**Aim**
Continue the forum discussion about comic book prices below, picking up right after its final post.

**Text block**
-- -- --
I found the bit about the comparative value interesting.

It's sort of a flawed argument in that 12/13 episodes of a TV series is a completely different thing to 5 comics (both costing the writer $20).

A pack of halls soothers will last alot longer than a pack of wine gums.  A block of butter lasts longer than a loaf of bread.


But he is still right... these are forms of entertainment that vie for our attention.  To us, comics are already something we love, so the price/time difference isn't really an issue - we want to read comics so we'll buy them.  But for potential new readers I can understand how they can be viewed as too expensive for what you get.  They don't know or care about how long it takes to produce a comic and what the creators should be paid.

BPP

Think BrianTM hits the nail on the head. The question is piracy its making the next generation aware of what comics are and making parents value their creative and educative importance. As industrial policy was wound down in the west its odd that the emphasis on the knowledge and creative economies didn't involve one of the key creative learning devices, comics.
-- -- --
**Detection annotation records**

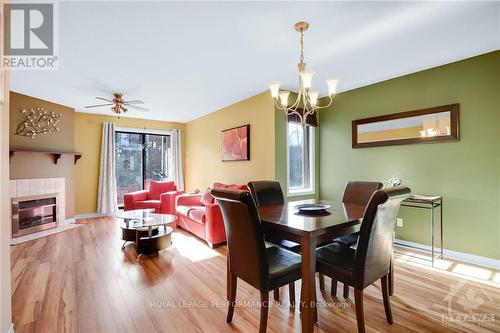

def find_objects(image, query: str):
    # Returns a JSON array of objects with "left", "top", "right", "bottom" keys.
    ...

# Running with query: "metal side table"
[{"left": 400, "top": 195, "right": 444, "bottom": 266}]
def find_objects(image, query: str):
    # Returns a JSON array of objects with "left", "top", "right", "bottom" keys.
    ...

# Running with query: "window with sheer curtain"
[
  {"left": 287, "top": 122, "right": 315, "bottom": 195},
  {"left": 116, "top": 131, "right": 172, "bottom": 206}
]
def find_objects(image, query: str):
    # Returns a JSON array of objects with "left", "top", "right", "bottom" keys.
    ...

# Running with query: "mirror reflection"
[{"left": 358, "top": 111, "right": 451, "bottom": 143}]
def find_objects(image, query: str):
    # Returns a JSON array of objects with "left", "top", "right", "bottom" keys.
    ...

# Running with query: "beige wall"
[
  {"left": 10, "top": 91, "right": 75, "bottom": 148},
  {"left": 0, "top": 67, "right": 12, "bottom": 332},
  {"left": 10, "top": 92, "right": 75, "bottom": 219},
  {"left": 75, "top": 112, "right": 185, "bottom": 214},
  {"left": 185, "top": 92, "right": 275, "bottom": 190}
]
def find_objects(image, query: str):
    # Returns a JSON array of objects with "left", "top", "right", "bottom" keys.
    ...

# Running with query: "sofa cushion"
[
  {"left": 213, "top": 183, "right": 248, "bottom": 191},
  {"left": 177, "top": 205, "right": 205, "bottom": 216},
  {"left": 201, "top": 187, "right": 215, "bottom": 206},
  {"left": 134, "top": 200, "right": 161, "bottom": 209},
  {"left": 188, "top": 208, "right": 206, "bottom": 223},
  {"left": 148, "top": 180, "right": 175, "bottom": 200}
]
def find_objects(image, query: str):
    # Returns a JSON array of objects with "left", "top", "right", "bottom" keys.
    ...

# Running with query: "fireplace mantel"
[{"left": 9, "top": 148, "right": 83, "bottom": 164}]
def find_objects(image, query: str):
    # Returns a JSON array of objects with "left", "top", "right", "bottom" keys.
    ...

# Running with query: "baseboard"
[
  {"left": 394, "top": 239, "right": 500, "bottom": 269},
  {"left": 75, "top": 213, "right": 110, "bottom": 220},
  {"left": 59, "top": 218, "right": 76, "bottom": 225}
]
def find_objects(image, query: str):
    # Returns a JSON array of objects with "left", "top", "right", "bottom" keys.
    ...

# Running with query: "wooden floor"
[{"left": 11, "top": 218, "right": 500, "bottom": 333}]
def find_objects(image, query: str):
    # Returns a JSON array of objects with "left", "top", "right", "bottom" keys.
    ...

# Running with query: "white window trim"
[
  {"left": 115, "top": 127, "right": 172, "bottom": 135},
  {"left": 285, "top": 121, "right": 316, "bottom": 197}
]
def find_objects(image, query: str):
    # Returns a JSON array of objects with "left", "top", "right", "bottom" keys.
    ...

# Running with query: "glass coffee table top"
[
  {"left": 115, "top": 208, "right": 157, "bottom": 220},
  {"left": 129, "top": 213, "right": 177, "bottom": 229}
]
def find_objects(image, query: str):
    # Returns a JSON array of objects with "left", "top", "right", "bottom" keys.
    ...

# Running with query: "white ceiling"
[{"left": 11, "top": 1, "right": 500, "bottom": 122}]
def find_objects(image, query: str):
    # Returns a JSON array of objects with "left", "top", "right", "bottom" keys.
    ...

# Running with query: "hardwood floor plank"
[{"left": 11, "top": 217, "right": 500, "bottom": 333}]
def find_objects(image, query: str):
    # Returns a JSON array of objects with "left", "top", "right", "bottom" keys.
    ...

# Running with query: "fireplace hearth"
[{"left": 12, "top": 193, "right": 57, "bottom": 237}]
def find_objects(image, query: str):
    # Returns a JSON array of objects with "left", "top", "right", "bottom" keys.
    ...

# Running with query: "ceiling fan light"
[
  {"left": 325, "top": 79, "right": 339, "bottom": 97},
  {"left": 267, "top": 82, "right": 281, "bottom": 99},
  {"left": 300, "top": 71, "right": 314, "bottom": 89}
]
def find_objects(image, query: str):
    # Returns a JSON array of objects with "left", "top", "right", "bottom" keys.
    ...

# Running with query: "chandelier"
[{"left": 268, "top": 22, "right": 339, "bottom": 124}]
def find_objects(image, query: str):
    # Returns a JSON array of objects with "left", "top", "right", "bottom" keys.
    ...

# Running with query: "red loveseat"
[
  {"left": 123, "top": 181, "right": 184, "bottom": 215},
  {"left": 176, "top": 183, "right": 248, "bottom": 248}
]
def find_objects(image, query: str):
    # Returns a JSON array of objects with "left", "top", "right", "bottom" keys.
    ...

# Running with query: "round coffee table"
[{"left": 116, "top": 209, "right": 177, "bottom": 262}]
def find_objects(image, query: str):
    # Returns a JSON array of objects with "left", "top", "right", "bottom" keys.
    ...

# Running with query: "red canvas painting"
[{"left": 221, "top": 125, "right": 250, "bottom": 162}]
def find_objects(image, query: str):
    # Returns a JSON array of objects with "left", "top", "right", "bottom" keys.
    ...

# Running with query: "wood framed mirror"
[{"left": 352, "top": 104, "right": 459, "bottom": 148}]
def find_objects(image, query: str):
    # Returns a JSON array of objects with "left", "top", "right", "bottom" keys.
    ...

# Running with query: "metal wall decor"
[{"left": 16, "top": 107, "right": 61, "bottom": 139}]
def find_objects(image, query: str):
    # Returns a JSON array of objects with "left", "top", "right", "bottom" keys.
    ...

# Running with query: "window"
[
  {"left": 287, "top": 122, "right": 315, "bottom": 195},
  {"left": 115, "top": 131, "right": 172, "bottom": 207}
]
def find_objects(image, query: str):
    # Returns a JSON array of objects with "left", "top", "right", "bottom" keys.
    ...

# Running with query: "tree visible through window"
[
  {"left": 287, "top": 122, "right": 314, "bottom": 195},
  {"left": 115, "top": 132, "right": 172, "bottom": 206}
]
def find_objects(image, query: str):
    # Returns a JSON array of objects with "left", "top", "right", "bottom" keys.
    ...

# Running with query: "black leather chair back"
[
  {"left": 354, "top": 186, "right": 410, "bottom": 288},
  {"left": 211, "top": 189, "right": 269, "bottom": 291},
  {"left": 342, "top": 181, "right": 383, "bottom": 207},
  {"left": 248, "top": 180, "right": 285, "bottom": 207}
]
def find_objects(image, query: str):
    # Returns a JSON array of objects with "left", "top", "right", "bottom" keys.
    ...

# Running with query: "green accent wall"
[{"left": 316, "top": 51, "right": 500, "bottom": 259}]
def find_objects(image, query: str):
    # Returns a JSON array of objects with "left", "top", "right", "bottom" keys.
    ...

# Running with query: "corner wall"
[
  {"left": 0, "top": 67, "right": 12, "bottom": 332},
  {"left": 185, "top": 92, "right": 275, "bottom": 191}
]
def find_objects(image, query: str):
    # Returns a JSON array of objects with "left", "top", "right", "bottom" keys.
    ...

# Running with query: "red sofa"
[
  {"left": 175, "top": 183, "right": 248, "bottom": 248},
  {"left": 123, "top": 181, "right": 184, "bottom": 215}
]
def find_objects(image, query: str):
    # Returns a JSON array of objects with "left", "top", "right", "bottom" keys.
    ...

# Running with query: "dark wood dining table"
[{"left": 259, "top": 199, "right": 365, "bottom": 332}]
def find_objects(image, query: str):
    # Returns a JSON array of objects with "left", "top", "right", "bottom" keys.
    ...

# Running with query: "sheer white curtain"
[
  {"left": 170, "top": 129, "right": 184, "bottom": 191},
  {"left": 97, "top": 123, "right": 118, "bottom": 214}
]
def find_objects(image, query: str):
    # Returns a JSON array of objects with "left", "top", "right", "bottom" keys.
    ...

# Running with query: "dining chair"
[
  {"left": 316, "top": 186, "right": 410, "bottom": 333},
  {"left": 211, "top": 189, "right": 301, "bottom": 332},
  {"left": 326, "top": 180, "right": 383, "bottom": 298},
  {"left": 247, "top": 180, "right": 300, "bottom": 301}
]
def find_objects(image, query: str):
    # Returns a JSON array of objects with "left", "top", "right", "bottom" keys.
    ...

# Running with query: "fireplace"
[{"left": 12, "top": 193, "right": 58, "bottom": 237}]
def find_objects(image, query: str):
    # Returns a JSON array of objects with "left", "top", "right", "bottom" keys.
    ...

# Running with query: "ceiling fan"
[{"left": 85, "top": 93, "right": 149, "bottom": 114}]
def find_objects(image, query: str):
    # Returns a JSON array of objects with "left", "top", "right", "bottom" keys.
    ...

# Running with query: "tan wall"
[
  {"left": 10, "top": 91, "right": 75, "bottom": 149},
  {"left": 186, "top": 92, "right": 275, "bottom": 190},
  {"left": 0, "top": 67, "right": 12, "bottom": 332},
  {"left": 75, "top": 112, "right": 185, "bottom": 214},
  {"left": 10, "top": 92, "right": 75, "bottom": 219}
]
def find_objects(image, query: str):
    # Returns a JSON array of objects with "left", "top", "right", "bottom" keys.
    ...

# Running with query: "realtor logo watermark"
[
  {"left": 441, "top": 280, "right": 495, "bottom": 327},
  {"left": 1, "top": 2, "right": 58, "bottom": 70}
]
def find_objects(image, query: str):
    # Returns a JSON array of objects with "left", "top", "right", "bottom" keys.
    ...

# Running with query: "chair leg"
[
  {"left": 354, "top": 288, "right": 365, "bottom": 333},
  {"left": 288, "top": 282, "right": 295, "bottom": 307},
  {"left": 380, "top": 275, "right": 393, "bottom": 324},
  {"left": 318, "top": 273, "right": 325, "bottom": 290},
  {"left": 259, "top": 293, "right": 269, "bottom": 333},
  {"left": 330, "top": 278, "right": 337, "bottom": 296},
  {"left": 273, "top": 288, "right": 280, "bottom": 302},
  {"left": 226, "top": 272, "right": 238, "bottom": 323},
  {"left": 389, "top": 255, "right": 394, "bottom": 296},
  {"left": 344, "top": 283, "right": 349, "bottom": 298}
]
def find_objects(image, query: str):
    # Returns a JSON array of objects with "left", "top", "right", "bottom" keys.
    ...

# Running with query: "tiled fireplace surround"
[{"left": 10, "top": 178, "right": 73, "bottom": 230}]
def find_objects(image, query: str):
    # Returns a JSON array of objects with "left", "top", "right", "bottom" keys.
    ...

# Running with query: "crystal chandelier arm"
[{"left": 310, "top": 96, "right": 333, "bottom": 110}]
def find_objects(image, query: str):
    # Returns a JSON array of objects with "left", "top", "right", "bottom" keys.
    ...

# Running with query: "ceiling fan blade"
[
  {"left": 123, "top": 99, "right": 144, "bottom": 104},
  {"left": 127, "top": 105, "right": 149, "bottom": 112},
  {"left": 96, "top": 97, "right": 113, "bottom": 102},
  {"left": 85, "top": 103, "right": 113, "bottom": 109}
]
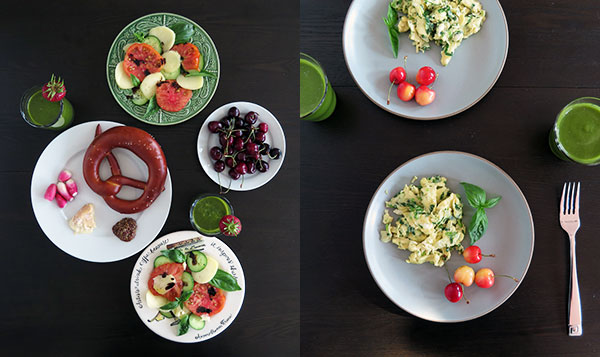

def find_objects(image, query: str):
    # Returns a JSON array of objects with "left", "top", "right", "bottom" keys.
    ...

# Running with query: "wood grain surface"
[
  {"left": 300, "top": 0, "right": 600, "bottom": 356},
  {"left": 0, "top": 0, "right": 300, "bottom": 356}
]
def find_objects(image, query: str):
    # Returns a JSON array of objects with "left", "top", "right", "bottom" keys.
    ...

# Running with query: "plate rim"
[
  {"left": 29, "top": 120, "right": 173, "bottom": 264},
  {"left": 342, "top": 0, "right": 510, "bottom": 121},
  {"left": 129, "top": 230, "right": 247, "bottom": 344},
  {"left": 196, "top": 100, "right": 287, "bottom": 192},
  {"left": 362, "top": 150, "right": 535, "bottom": 323},
  {"left": 106, "top": 12, "right": 221, "bottom": 126}
]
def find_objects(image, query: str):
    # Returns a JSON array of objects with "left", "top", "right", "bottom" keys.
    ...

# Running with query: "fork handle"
[{"left": 569, "top": 234, "right": 583, "bottom": 336}]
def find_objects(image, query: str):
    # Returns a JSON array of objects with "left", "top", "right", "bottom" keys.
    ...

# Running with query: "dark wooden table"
[
  {"left": 300, "top": 0, "right": 600, "bottom": 356},
  {"left": 0, "top": 0, "right": 300, "bottom": 356}
]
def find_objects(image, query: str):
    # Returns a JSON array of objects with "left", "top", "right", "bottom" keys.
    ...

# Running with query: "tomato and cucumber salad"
[
  {"left": 115, "top": 23, "right": 217, "bottom": 118},
  {"left": 146, "top": 249, "right": 241, "bottom": 335}
]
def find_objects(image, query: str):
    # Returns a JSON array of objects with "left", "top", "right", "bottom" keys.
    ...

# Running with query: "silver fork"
[{"left": 559, "top": 182, "right": 583, "bottom": 336}]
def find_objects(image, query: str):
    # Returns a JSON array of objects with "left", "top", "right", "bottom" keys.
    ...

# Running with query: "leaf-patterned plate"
[{"left": 106, "top": 12, "right": 221, "bottom": 125}]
-- -- --
**Task answer**
Most people here will have come to comics via parents buying them for a mix of distraction-effect and weekly treat. The distraction-effect (buying a comic to get a kid to shut up a while, beautifully rendered in Nelson, is largely gone - there are way too many other things to distract your kid now. Its superficially cheaper and easier to bung on a DVD or a game. The weekly treat aspect is probably gone too, it was largely a function of the distraction-effect for kids that had subsequently gotten into comics. So now the challenge is getting parents to understand comics are important as much as it is to get kids to read them.  If kids are introduced to comics they'll buy them, sure they'll also pirate them but then they always did - my first exposure to 2000AD was the kid up the streets box of 50 progs...

Cash is always limited, especially for kids, so getting them to value and want comics is the key, worrying about piracy and lost sales is very much a subsequent problem that can always be overcome with a mix of acceptance and ease-of-access for monetized formats. Issues of print/digital, day-and-date, comic shop viability, piracy etc.. thats all secondary. Get the little fxxxers to love the concept of comics and the rest will work itself out.

If I'd known it was harmless I would have killed it myself.

http://futureshockd.wordpress.com/

http://twitter.com/#!/FutureShockd

The Legendary Shark

The comics industry is also suffering from the same problem that the rest of us are - The Economy of the World is in the Toilet. At such times, people will turn to theft and piracy in all arenas. Once the economy is fixed (which would be easy, by the way) problems like these will largely go away.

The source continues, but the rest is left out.